> _THE RECORDS_:
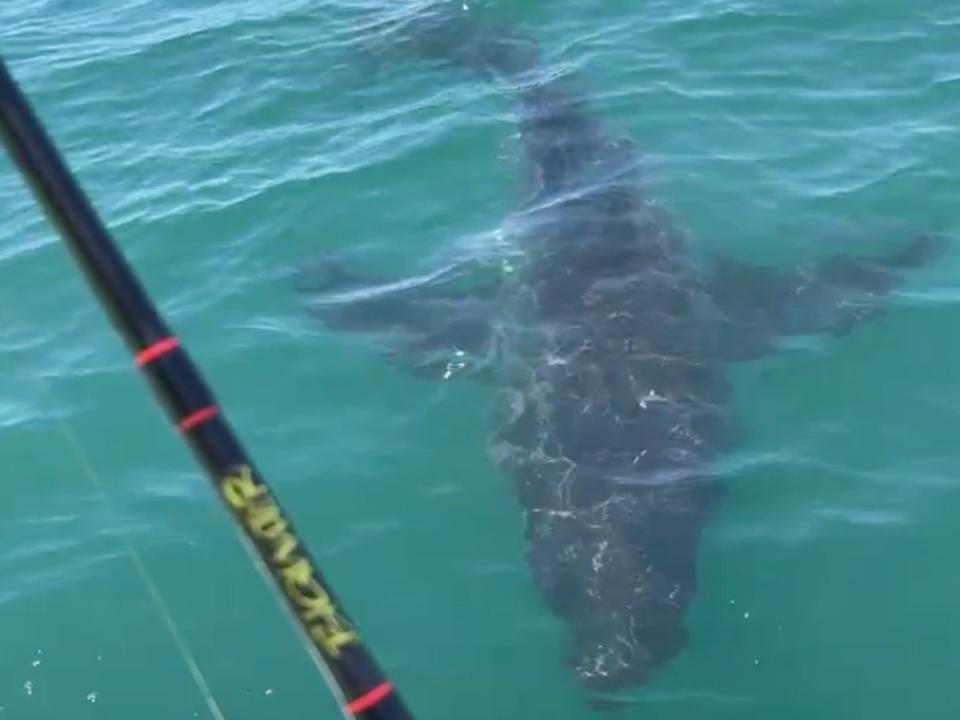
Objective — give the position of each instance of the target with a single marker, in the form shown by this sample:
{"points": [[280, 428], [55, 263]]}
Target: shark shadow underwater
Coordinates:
{"points": [[608, 348]]}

> _EXERCISE AIM_: Give every line of the data above as a numbered list, skipping blank lines. Leave the pictures out.

> _PROBLEM SOLUTION_:
1. Objective — give the position of each instance of the target with a single marker, in the form shown by this sample:
2. {"points": [[280, 428], [55, 263]]}
3. Target: shark shadow underwater
4. Coordinates:
5. {"points": [[608, 348]]}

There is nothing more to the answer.